— start Article —

They only hear about the crap, and the cold. They’ve only ever see the damage. We complain to them, and we qualify each one of our miseries, but the good stuff—that’s visceral. It defies explanation. It exists in a place beyond words, and all you can say is that you were there. There, for Barrett’s goal against Liverpool, and Des’ against Luton; there the day we got promoted by accident, because 100 miles away, Cheltenham beat Doncaster.
It’s crap, often. It’s cold, frequently. But every Saturday morning, a bit of me knows and hopes that Forest can still be remarkable.
And if it happens – when it happens – I want to share it. I want someone next to me, who’s only ever known about the bad, and I want them to be swept away with it. I’ve seen that happen, too.
One remarkable afternoon. That’s all it takes. In a second, it’d answer all of their questions: it’d tell them – emphatically – Why.
—
But you can’t just summon it. That’s the kicker. Take a hundred people to a hundred games, and each one could be rubbish. It might rain, every time. They’ll be glad of the day out, these first-timers, but most will walk away from the City Ground none the wiser: not quite sure how you could ever care so much, about that.
You bring them along for answers, and they only leave with questions.

— end Article —

Required task: Retype the passage above about following Forest, word for word and in full.

— start Stored data —

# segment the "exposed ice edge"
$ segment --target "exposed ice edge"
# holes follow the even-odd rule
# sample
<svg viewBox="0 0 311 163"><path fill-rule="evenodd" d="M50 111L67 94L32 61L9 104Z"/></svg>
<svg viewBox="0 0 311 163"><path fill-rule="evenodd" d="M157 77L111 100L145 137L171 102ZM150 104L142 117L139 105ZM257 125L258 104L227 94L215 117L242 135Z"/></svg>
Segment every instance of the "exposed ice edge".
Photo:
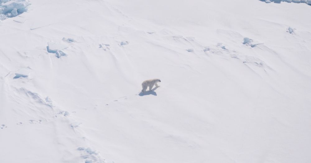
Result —
<svg viewBox="0 0 311 163"><path fill-rule="evenodd" d="M27 11L30 4L29 0L0 0L0 20Z"/></svg>
<svg viewBox="0 0 311 163"><path fill-rule="evenodd" d="M275 3L280 3L281 2L285 2L291 3L304 3L307 4L311 5L311 0L259 0L260 1L265 2L266 3L268 3L271 2L274 2Z"/></svg>

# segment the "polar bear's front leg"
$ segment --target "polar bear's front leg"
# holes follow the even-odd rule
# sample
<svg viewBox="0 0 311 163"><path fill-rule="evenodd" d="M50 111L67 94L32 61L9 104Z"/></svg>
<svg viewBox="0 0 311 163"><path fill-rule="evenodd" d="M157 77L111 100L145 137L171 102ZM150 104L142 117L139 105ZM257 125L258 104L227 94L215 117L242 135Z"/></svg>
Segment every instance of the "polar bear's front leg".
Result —
<svg viewBox="0 0 311 163"><path fill-rule="evenodd" d="M153 87L153 85L154 85L154 84L150 84L149 86L149 91L151 91L152 90L152 87Z"/></svg>
<svg viewBox="0 0 311 163"><path fill-rule="evenodd" d="M147 89L147 87L143 84L142 84L142 92L145 93L145 92L146 92L146 89Z"/></svg>

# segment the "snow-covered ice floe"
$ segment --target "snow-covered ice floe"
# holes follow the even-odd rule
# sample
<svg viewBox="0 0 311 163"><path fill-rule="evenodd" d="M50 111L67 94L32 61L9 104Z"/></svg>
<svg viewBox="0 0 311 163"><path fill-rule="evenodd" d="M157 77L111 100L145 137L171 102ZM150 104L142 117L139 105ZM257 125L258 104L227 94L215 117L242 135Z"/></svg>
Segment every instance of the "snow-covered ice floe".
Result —
<svg viewBox="0 0 311 163"><path fill-rule="evenodd" d="M56 54L56 57L58 58L62 56L65 56L67 54L63 50L67 48L68 47L60 43L51 41L48 43L46 49L48 52Z"/></svg>
<svg viewBox="0 0 311 163"><path fill-rule="evenodd" d="M285 2L291 3L305 3L311 5L311 0L259 0L260 1L264 2L267 3L274 2L275 3L280 3L281 2Z"/></svg>
<svg viewBox="0 0 311 163"><path fill-rule="evenodd" d="M0 0L0 20L14 17L27 11L28 0Z"/></svg>

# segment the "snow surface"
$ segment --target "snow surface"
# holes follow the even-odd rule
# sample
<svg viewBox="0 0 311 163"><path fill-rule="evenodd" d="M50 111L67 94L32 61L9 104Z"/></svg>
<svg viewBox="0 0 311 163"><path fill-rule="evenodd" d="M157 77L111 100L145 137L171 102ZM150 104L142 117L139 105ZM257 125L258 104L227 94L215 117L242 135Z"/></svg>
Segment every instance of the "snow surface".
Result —
<svg viewBox="0 0 311 163"><path fill-rule="evenodd" d="M0 162L311 162L309 6L30 2L0 26Z"/></svg>

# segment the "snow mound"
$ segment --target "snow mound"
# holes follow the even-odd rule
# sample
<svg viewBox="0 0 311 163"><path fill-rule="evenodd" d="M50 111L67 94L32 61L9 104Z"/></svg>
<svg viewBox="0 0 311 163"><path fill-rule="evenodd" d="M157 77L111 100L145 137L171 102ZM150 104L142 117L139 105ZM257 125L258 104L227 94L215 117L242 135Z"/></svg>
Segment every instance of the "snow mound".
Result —
<svg viewBox="0 0 311 163"><path fill-rule="evenodd" d="M28 0L0 0L0 20L14 17L27 11Z"/></svg>
<svg viewBox="0 0 311 163"><path fill-rule="evenodd" d="M125 45L127 45L129 43L127 41L121 41L121 42L120 43L120 45L121 46Z"/></svg>
<svg viewBox="0 0 311 163"><path fill-rule="evenodd" d="M63 56L66 56L67 54L63 51L66 49L68 47L59 43L50 42L48 43L48 46L46 49L48 52L56 54L56 57L58 58Z"/></svg>
<svg viewBox="0 0 311 163"><path fill-rule="evenodd" d="M23 68L16 71L15 73L15 76L13 79L18 79L20 78L28 78L31 69L28 67Z"/></svg>
<svg viewBox="0 0 311 163"><path fill-rule="evenodd" d="M76 42L73 38L67 38L64 37L63 38L62 40L64 41L65 41L67 43L74 43Z"/></svg>
<svg viewBox="0 0 311 163"><path fill-rule="evenodd" d="M294 29L292 28L290 28L290 27L288 27L288 28L287 29L287 32L288 32L289 33L291 34L292 33L294 32Z"/></svg>

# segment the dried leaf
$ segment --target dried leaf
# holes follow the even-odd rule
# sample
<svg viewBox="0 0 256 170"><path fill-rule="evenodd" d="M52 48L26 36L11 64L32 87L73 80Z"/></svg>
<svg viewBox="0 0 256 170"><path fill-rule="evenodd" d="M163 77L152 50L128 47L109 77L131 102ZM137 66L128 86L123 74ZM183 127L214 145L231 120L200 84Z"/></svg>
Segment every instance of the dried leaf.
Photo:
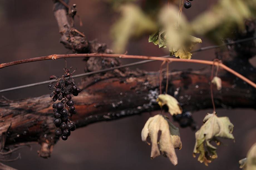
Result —
<svg viewBox="0 0 256 170"><path fill-rule="evenodd" d="M164 36L160 37L159 34L158 41L155 42L159 47L168 46L170 55L175 54L176 57L181 59L190 59L192 54L190 52L192 48L196 43L201 43L202 40L189 34L187 28L188 23L183 15L179 19L177 15L178 12L177 8L171 5L162 11L159 19L161 31L159 33L164 32Z"/></svg>
<svg viewBox="0 0 256 170"><path fill-rule="evenodd" d="M242 169L243 168L244 170L246 170L246 165L247 162L247 158L246 158L240 160L239 161L239 164L240 166L239 168Z"/></svg>
<svg viewBox="0 0 256 170"><path fill-rule="evenodd" d="M214 113L208 113L203 121L204 124L196 133L196 144L193 156L195 157L196 154L200 154L198 160L201 163L204 162L208 166L208 163L218 157L216 152L217 148L210 143L213 141L219 144L217 137L234 139L232 133L234 125L230 122L228 117L219 117ZM205 150L205 144L208 151Z"/></svg>
<svg viewBox="0 0 256 170"><path fill-rule="evenodd" d="M161 132L159 141L160 150L157 144L159 131ZM174 149L180 149L182 146L178 128L163 115L157 115L149 119L142 129L142 141L146 142L148 136L150 137L152 144L151 159L159 156L161 153L168 157L173 165L178 164L178 159Z"/></svg>
<svg viewBox="0 0 256 170"><path fill-rule="evenodd" d="M161 94L156 99L160 107L166 105L169 108L169 113L172 115L181 114L182 108L176 98L167 94Z"/></svg>
<svg viewBox="0 0 256 170"><path fill-rule="evenodd" d="M240 168L244 170L256 169L256 143L250 148L246 158L239 161L239 163Z"/></svg>
<svg viewBox="0 0 256 170"><path fill-rule="evenodd" d="M159 48L166 48L165 40L163 37L164 31L157 31L149 36L149 42L152 42L155 45L158 45Z"/></svg>
<svg viewBox="0 0 256 170"><path fill-rule="evenodd" d="M256 0L220 0L192 21L189 27L198 35L206 34L219 42L229 37L234 28L242 28L244 21L253 18L255 11Z"/></svg>
<svg viewBox="0 0 256 170"><path fill-rule="evenodd" d="M132 37L137 37L145 32L157 30L155 22L137 6L127 3L118 9L121 16L114 24L111 31L114 39L113 49L115 52L124 52Z"/></svg>
<svg viewBox="0 0 256 170"><path fill-rule="evenodd" d="M221 79L219 77L215 76L211 80L211 83L216 85L218 90L221 90Z"/></svg>

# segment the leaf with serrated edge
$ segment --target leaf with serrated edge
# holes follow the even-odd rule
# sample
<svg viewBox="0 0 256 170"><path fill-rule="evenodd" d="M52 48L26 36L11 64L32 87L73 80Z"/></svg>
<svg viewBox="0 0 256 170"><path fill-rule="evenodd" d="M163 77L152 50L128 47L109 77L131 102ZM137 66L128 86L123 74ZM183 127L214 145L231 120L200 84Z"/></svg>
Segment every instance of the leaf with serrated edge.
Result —
<svg viewBox="0 0 256 170"><path fill-rule="evenodd" d="M182 108L175 98L168 94L161 94L156 99L160 107L166 105L169 108L168 111L172 115L181 114Z"/></svg>
<svg viewBox="0 0 256 170"><path fill-rule="evenodd" d="M217 137L234 139L232 133L234 125L228 117L218 117L213 113L208 113L203 122L204 124L196 133L196 143L193 154L194 157L196 154L200 154L198 160L201 163L204 162L208 166L208 163L218 157L216 152L217 148L210 142L214 141L217 145L219 144ZM204 144L208 151L205 151Z"/></svg>
<svg viewBox="0 0 256 170"><path fill-rule="evenodd" d="M157 144L158 132L161 132ZM149 118L141 131L142 141L147 141L148 136L150 138L152 144L152 159L159 156L161 153L166 156L174 165L178 164L178 159L174 149L180 149L182 146L179 129L175 127L163 115L157 115Z"/></svg>
<svg viewBox="0 0 256 170"><path fill-rule="evenodd" d="M221 79L219 77L215 76L212 79L211 83L216 85L217 89L218 90L221 90Z"/></svg>
<svg viewBox="0 0 256 170"><path fill-rule="evenodd" d="M256 143L249 149L246 158L239 161L239 163L240 168L244 170L256 169Z"/></svg>

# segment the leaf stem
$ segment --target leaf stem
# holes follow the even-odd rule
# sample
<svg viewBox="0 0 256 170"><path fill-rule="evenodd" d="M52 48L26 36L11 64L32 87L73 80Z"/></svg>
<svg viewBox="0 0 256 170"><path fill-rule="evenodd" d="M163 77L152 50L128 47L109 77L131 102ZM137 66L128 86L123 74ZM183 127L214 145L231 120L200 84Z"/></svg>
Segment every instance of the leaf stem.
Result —
<svg viewBox="0 0 256 170"><path fill-rule="evenodd" d="M162 74L163 72L163 67L166 62L166 61L164 61L160 66L160 75L159 75L159 88L160 89L160 94L162 94Z"/></svg>
<svg viewBox="0 0 256 170"><path fill-rule="evenodd" d="M77 57L109 57L111 58L118 58L123 59L141 59L141 60L154 60L158 61L169 61L171 62L186 62L193 63L199 63L208 65L214 65L217 66L226 70L227 71L233 74L237 77L241 78L254 88L256 88L256 84L248 79L244 76L241 75L235 70L231 69L221 63L215 63L212 61L207 61L202 60L196 60L195 59L181 59L174 58L164 58L157 57L145 56L143 55L127 55L126 54L104 54L91 53L89 54L53 54L40 57L34 58L25 59L13 61L9 63L3 63L0 64L0 68L2 68L7 67L25 63L29 62L38 61L41 61L46 60L56 60L64 58L71 58Z"/></svg>

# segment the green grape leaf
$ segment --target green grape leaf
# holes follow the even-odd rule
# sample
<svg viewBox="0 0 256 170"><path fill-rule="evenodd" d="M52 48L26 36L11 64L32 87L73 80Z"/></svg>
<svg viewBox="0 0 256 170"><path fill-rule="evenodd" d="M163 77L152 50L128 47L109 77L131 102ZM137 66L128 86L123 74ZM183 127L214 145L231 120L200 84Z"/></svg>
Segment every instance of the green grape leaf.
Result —
<svg viewBox="0 0 256 170"><path fill-rule="evenodd" d="M196 44L201 43L202 40L189 35L187 28L189 23L182 15L176 14L179 11L177 7L170 5L163 8L159 15L159 30L151 35L149 42L152 42L159 47L168 46L170 55L183 59L190 59L192 54L190 52ZM178 24L178 23L179 23Z"/></svg>
<svg viewBox="0 0 256 170"><path fill-rule="evenodd" d="M158 141L158 133L161 133ZM181 149L182 144L179 129L165 117L159 114L148 119L141 131L142 141L147 142L148 137L152 144L151 159L161 155L167 157L174 165L178 164L178 158L174 149ZM158 144L159 144L159 148Z"/></svg>
<svg viewBox="0 0 256 170"><path fill-rule="evenodd" d="M181 114L182 108L176 98L168 94L161 94L156 99L156 101L161 108L166 105L169 109L169 113L173 116L173 115Z"/></svg>
<svg viewBox="0 0 256 170"><path fill-rule="evenodd" d="M256 143L249 149L246 158L239 161L240 168L244 170L256 169Z"/></svg>
<svg viewBox="0 0 256 170"><path fill-rule="evenodd" d="M155 45L158 45L159 48L166 48L165 40L164 36L164 31L159 31L154 33L149 36L149 42L152 42Z"/></svg>
<svg viewBox="0 0 256 170"><path fill-rule="evenodd" d="M218 117L214 113L208 113L203 121L203 125L196 133L193 156L195 157L196 154L199 154L198 160L208 166L208 163L218 158L217 148L210 143L213 141L219 145L220 142L217 137L234 139L232 134L234 125L228 117ZM205 151L205 145L207 151Z"/></svg>

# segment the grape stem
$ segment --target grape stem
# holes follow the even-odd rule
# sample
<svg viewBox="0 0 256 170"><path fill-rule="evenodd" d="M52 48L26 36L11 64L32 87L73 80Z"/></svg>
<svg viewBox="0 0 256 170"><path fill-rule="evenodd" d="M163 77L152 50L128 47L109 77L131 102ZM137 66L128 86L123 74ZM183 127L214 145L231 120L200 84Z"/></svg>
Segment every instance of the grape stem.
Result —
<svg viewBox="0 0 256 170"><path fill-rule="evenodd" d="M239 74L237 72L230 68L222 63L219 63L214 61L207 61L203 60L196 60L195 59L181 59L173 58L164 58L163 57L143 55L127 55L126 54L53 54L47 56L40 57L34 58L31 58L13 61L9 63L3 63L0 64L0 68L4 67L17 65L23 63L33 62L38 61L42 61L47 60L56 60L59 59L67 58L78 57L105 57L111 58L117 58L122 59L140 59L141 60L153 60L158 61L165 61L166 62L189 62L194 63L198 63L215 65L221 67L226 71L233 74L235 76L241 78L252 86L256 88L256 84L252 82L248 78Z"/></svg>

— end Stored data —

Exercise result:
They only hear about the crap, and the cold. They’ve only ever see the damage. We complain to them, and we qualify each one of our miseries, but the good stuff—that’s visceral. It defies explanation. It exists in a place beyond words, and all you can say is that you were there. There, for Barrett’s goal against Liverpool, and Des’ against Luton; there the day we got promoted by accident, because 100 miles away, Cheltenham beat Doncaster.
It’s crap, often. It’s cold, frequently. But every Saturday morning, a bit of me knows and hopes that Forest can still be remarkable.
And if it happens – when it happens – I want to share it. I want someone next to me, who’s only ever known about the bad, and I want them to be swept away with it. I’ve seen that happen, too.
One remarkable afternoon. That’s all it takes. In a second, it’d answer all of their questions: it’d tell them – emphatically – Why.
—
But you can’t just summon it. That’s the kicker. Take a hundred people to a hundred games, and each one could be rubbish. It might rain, every time. They’ll be glad of the day out, these first-timers, but most will walk away from the City Ground none the wiser: not quite sure how you could ever care so much, about that.
You bring them along for answers, and they only leave with questions.